◆ The problem
Every entry should be copied exactly, with nothing added or dropped.

◆ Data extracted from a collection
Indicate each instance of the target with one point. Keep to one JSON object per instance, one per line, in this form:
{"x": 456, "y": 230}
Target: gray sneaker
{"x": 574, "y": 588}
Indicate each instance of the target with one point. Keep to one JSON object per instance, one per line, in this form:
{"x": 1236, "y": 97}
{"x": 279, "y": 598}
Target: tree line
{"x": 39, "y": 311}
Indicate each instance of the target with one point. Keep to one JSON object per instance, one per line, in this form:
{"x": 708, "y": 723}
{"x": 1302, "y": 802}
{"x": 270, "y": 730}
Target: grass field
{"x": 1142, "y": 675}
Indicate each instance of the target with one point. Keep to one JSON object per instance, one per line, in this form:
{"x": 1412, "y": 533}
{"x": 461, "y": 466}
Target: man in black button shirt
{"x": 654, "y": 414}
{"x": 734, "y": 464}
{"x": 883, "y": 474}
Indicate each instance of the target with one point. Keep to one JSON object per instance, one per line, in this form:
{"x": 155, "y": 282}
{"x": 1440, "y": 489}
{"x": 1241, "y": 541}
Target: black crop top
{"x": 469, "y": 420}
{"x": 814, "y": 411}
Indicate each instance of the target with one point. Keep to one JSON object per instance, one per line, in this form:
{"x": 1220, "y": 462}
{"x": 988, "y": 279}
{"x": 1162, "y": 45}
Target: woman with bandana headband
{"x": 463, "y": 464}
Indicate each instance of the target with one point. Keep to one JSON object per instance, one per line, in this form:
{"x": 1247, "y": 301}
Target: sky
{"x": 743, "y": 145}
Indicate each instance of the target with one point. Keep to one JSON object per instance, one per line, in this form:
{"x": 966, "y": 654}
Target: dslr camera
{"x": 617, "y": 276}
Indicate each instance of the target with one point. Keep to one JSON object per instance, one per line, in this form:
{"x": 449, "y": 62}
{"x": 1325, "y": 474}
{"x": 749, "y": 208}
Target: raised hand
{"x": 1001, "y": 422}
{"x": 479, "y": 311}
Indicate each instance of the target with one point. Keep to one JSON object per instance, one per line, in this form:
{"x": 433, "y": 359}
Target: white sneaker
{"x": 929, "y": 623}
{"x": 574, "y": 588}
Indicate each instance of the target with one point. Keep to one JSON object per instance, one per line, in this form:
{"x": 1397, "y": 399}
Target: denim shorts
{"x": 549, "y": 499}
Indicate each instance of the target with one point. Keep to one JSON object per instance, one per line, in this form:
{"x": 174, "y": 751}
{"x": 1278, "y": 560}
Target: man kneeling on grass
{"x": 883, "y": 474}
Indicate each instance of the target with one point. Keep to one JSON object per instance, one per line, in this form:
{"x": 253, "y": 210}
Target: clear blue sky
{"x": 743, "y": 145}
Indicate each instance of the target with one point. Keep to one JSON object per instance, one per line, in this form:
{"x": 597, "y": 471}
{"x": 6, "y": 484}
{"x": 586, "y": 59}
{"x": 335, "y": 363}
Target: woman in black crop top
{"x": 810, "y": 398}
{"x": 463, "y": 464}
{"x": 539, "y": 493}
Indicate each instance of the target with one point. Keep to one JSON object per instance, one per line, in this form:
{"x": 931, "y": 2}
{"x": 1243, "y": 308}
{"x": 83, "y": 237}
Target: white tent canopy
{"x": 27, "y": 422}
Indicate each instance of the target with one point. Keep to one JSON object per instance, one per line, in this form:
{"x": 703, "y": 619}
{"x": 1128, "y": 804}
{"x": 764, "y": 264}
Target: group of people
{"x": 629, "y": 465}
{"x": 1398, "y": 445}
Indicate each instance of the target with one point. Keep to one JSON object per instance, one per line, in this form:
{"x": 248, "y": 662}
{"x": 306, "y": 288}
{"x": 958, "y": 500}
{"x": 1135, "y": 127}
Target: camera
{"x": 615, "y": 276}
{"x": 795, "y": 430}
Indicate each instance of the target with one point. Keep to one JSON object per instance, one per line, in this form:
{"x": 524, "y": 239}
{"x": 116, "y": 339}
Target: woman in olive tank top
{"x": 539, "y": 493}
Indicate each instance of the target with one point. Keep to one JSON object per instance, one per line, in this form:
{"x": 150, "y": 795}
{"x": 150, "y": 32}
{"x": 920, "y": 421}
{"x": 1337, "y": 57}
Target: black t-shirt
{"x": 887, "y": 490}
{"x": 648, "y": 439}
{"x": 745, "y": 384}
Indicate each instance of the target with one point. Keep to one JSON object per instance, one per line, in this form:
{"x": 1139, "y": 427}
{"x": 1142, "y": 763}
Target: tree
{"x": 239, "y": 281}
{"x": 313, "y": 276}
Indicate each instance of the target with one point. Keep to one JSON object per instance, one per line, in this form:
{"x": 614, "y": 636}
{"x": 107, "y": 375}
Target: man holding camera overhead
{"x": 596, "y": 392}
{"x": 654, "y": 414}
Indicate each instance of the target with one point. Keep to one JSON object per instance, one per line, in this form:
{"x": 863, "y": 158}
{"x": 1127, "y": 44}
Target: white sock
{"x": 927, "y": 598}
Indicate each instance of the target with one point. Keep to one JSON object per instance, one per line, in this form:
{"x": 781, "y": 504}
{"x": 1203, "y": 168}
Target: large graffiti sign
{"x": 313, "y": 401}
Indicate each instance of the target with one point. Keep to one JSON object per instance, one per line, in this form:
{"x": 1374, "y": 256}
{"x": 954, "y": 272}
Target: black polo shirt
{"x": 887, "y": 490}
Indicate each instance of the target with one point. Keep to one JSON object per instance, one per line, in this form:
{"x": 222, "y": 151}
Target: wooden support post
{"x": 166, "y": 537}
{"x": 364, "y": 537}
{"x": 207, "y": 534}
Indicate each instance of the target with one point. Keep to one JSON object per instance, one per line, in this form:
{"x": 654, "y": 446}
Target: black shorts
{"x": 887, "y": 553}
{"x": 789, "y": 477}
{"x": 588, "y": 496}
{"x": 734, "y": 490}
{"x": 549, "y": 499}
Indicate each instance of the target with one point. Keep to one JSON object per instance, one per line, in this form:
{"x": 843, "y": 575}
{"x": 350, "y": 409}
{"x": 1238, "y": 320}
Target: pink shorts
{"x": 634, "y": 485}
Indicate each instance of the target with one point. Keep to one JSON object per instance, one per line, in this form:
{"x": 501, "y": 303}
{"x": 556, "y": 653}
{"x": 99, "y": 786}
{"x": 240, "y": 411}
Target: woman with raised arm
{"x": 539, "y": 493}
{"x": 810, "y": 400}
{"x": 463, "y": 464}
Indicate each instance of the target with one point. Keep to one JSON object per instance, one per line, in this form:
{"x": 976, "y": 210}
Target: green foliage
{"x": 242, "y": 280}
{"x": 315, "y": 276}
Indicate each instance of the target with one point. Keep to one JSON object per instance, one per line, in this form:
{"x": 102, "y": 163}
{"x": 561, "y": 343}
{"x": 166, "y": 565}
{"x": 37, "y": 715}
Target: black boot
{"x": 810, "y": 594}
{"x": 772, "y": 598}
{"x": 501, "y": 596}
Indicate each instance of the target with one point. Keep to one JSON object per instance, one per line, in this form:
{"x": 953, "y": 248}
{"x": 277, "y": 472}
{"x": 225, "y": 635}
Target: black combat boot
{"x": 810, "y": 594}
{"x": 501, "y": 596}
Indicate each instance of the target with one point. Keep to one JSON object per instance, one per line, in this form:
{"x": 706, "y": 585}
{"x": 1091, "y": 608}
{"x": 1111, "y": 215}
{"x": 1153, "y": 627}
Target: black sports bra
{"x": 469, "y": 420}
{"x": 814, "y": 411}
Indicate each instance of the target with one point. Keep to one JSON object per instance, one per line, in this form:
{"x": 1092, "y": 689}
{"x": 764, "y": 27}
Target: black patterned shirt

◆ Answer space
Indicate each instance of the target with one point. Keep to one JSON object per instance, one per line, in this form:
{"x": 456, "y": 230}
Target: gray sneaker
{"x": 574, "y": 588}
Indicate each instance of the target with one point. Keep to one JSON object per instance, one per line, in this form:
{"x": 1236, "y": 97}
{"x": 279, "y": 598}
Target: tree line
{"x": 39, "y": 311}
Indicate each instance of the target with one point. Keep to one JSON object per instance, one per line, in this form:
{"x": 708, "y": 723}
{"x": 1302, "y": 802}
{"x": 270, "y": 730}
Target: grass field
{"x": 1142, "y": 675}
Indicate each instance of the target with one point. Keep to one JSON object per instance, one per line, in this form:
{"x": 1412, "y": 533}
{"x": 461, "y": 466}
Target: man in black button shirt
{"x": 654, "y": 414}
{"x": 734, "y": 464}
{"x": 883, "y": 474}
Indicate each instance of the target with one point. Keep to one JSON object per instance, one per line, in this form:
{"x": 155, "y": 282}
{"x": 1440, "y": 489}
{"x": 1241, "y": 541}
Target: black crop top
{"x": 469, "y": 420}
{"x": 814, "y": 411}
Indicate each instance of the target with one point. Keep to one JSON object per instance, one per line, in this form:
{"x": 1220, "y": 462}
{"x": 988, "y": 279}
{"x": 1162, "y": 45}
Target: woman with bandana headband
{"x": 463, "y": 464}
Indicate each instance of the target with one point. Keep to one JSON object per instance, one per line, in this form:
{"x": 1247, "y": 301}
Target: sky
{"x": 743, "y": 145}
Indicate each instance of the target with one point. Keep to one JSON object per instance, one per line, in this form:
{"x": 966, "y": 654}
Target: dslr camera
{"x": 617, "y": 276}
Indicate each instance of the target with one point. Keep to one JSON object per instance, one per line, in this form:
{"x": 449, "y": 62}
{"x": 1325, "y": 474}
{"x": 749, "y": 208}
Target: raised hand
{"x": 1001, "y": 422}
{"x": 479, "y": 311}
Indicate each instance of the target with one point. Keep to one JSON object per instance, one per line, in this form:
{"x": 433, "y": 359}
Target: white sneaker
{"x": 929, "y": 623}
{"x": 574, "y": 588}
Indicate each instance of the target with one point. Keep to one JSON object per instance, one per line, in this form:
{"x": 1397, "y": 399}
Target: denim shorts
{"x": 549, "y": 499}
Indicate each instance of the target with one point. Keep to one JSON object per instance, one per line, in this form:
{"x": 174, "y": 751}
{"x": 1278, "y": 560}
Target: man kneeling on grass
{"x": 883, "y": 474}
Indicate each instance of the target with one point. Keep to one JSON object per instance, one per line, in this form:
{"x": 253, "y": 210}
Target: clear blue sky
{"x": 743, "y": 145}
Indicate each instance of the target with one point. Keep to one JSON object per instance, one per line, in this form:
{"x": 597, "y": 471}
{"x": 6, "y": 484}
{"x": 586, "y": 59}
{"x": 335, "y": 363}
Target: woman in black crop top
{"x": 810, "y": 398}
{"x": 463, "y": 464}
{"x": 539, "y": 493}
Indicate each instance of the target with one point. Keep to one JSON object per instance, one per line, in this form:
{"x": 931, "y": 2}
{"x": 1243, "y": 308}
{"x": 83, "y": 237}
Target: white tent canopy
{"x": 27, "y": 422}
Indicate each instance of the target with one point. Keep to one JSON object per instance, one per line, in this form:
{"x": 703, "y": 619}
{"x": 1128, "y": 804}
{"x": 764, "y": 264}
Target: group of people
{"x": 629, "y": 465}
{"x": 1398, "y": 445}
Indicate each instance of the target with one point. Keep to one JSON object per instance, one per line, in this form:
{"x": 248, "y": 662}
{"x": 306, "y": 288}
{"x": 958, "y": 500}
{"x": 1135, "y": 127}
Target: camera
{"x": 615, "y": 276}
{"x": 795, "y": 430}
Indicate each instance of the target with one point. Keep to one JSON object per instance, one per line, in this form:
{"x": 524, "y": 239}
{"x": 116, "y": 339}
Target: woman in olive tank top
{"x": 539, "y": 493}
Indicate each instance of the target with one point. Keep to one JSON object per instance, one per line, in this form:
{"x": 150, "y": 795}
{"x": 150, "y": 32}
{"x": 920, "y": 421}
{"x": 1337, "y": 57}
Target: black t-shirt
{"x": 887, "y": 490}
{"x": 648, "y": 439}
{"x": 745, "y": 384}
Indicate each instance of the target with one point. Keep to one JSON object per instance, one per line, in this form:
{"x": 1139, "y": 427}
{"x": 1142, "y": 763}
Target: tree
{"x": 239, "y": 281}
{"x": 313, "y": 276}
Indicate each instance of the target with one point. Keep to one JSON object per instance, one per line, in this form:
{"x": 614, "y": 636}
{"x": 107, "y": 375}
Target: man holding camera overhead
{"x": 596, "y": 392}
{"x": 654, "y": 414}
Indicate each instance of the target with one point. Keep to one JSON object per instance, one per line, in this form:
{"x": 863, "y": 158}
{"x": 1127, "y": 44}
Target: white sock
{"x": 927, "y": 598}
Indicate each instance of the target with one point. Keep to one JSON object per instance, one per line, in this form:
{"x": 781, "y": 504}
{"x": 1203, "y": 168}
Target: large graffiti sign
{"x": 313, "y": 401}
Indicate each instance of the target with one point. Keep to one JSON object per instance, one per line, in this form:
{"x": 1374, "y": 256}
{"x": 954, "y": 272}
Target: black polo shirt
{"x": 887, "y": 490}
Indicate each instance of the target with one point. Keep to one JSON object per instance, one per line, in this form:
{"x": 222, "y": 151}
Target: wooden support post
{"x": 166, "y": 537}
{"x": 364, "y": 537}
{"x": 207, "y": 534}
Indicate each instance of the target with one point. Keep to one JSON object per instance, one per line, in this form:
{"x": 654, "y": 446}
Target: black shorts
{"x": 887, "y": 553}
{"x": 789, "y": 477}
{"x": 588, "y": 496}
{"x": 734, "y": 490}
{"x": 549, "y": 499}
Indicate each instance of the target with one point. Keep to one JSON object per instance, one per line, in this form:
{"x": 843, "y": 575}
{"x": 350, "y": 409}
{"x": 1238, "y": 320}
Target: pink shorts
{"x": 634, "y": 485}
Indicate each instance of the target with one point. Keep to one JSON object per instance, one per line, in this form:
{"x": 501, "y": 303}
{"x": 556, "y": 653}
{"x": 99, "y": 786}
{"x": 240, "y": 411}
Target: woman with raised arm
{"x": 539, "y": 493}
{"x": 810, "y": 400}
{"x": 463, "y": 464}
Indicate each instance of the target with one point. Keep to one JSON object per instance, one per line, in this form:
{"x": 976, "y": 210}
Target: green foliage
{"x": 242, "y": 280}
{"x": 315, "y": 276}
Indicate each instance of the target with one point. Keep to one JSON object per instance, one per line, in this form:
{"x": 102, "y": 163}
{"x": 561, "y": 343}
{"x": 166, "y": 565}
{"x": 37, "y": 715}
Target: black boot
{"x": 810, "y": 594}
{"x": 772, "y": 598}
{"x": 501, "y": 596}
Indicate each instance of the target with one point. Keep to one JSON object per instance, one per line, in this form:
{"x": 953, "y": 248}
{"x": 277, "y": 472}
{"x": 225, "y": 635}
Target: black combat boot
{"x": 810, "y": 594}
{"x": 501, "y": 596}
Indicate each instance of the target with one point. Keep to one JSON object per instance, one per line, in this form:
{"x": 706, "y": 585}
{"x": 1091, "y": 608}
{"x": 1111, "y": 215}
{"x": 1153, "y": 627}
Target: black sports bra
{"x": 469, "y": 420}
{"x": 814, "y": 411}
Indicate each instance of the target with one point. Keep to one JSON object per instance, one per line, in this form:
{"x": 1092, "y": 689}
{"x": 764, "y": 27}
Target: black patterned shirt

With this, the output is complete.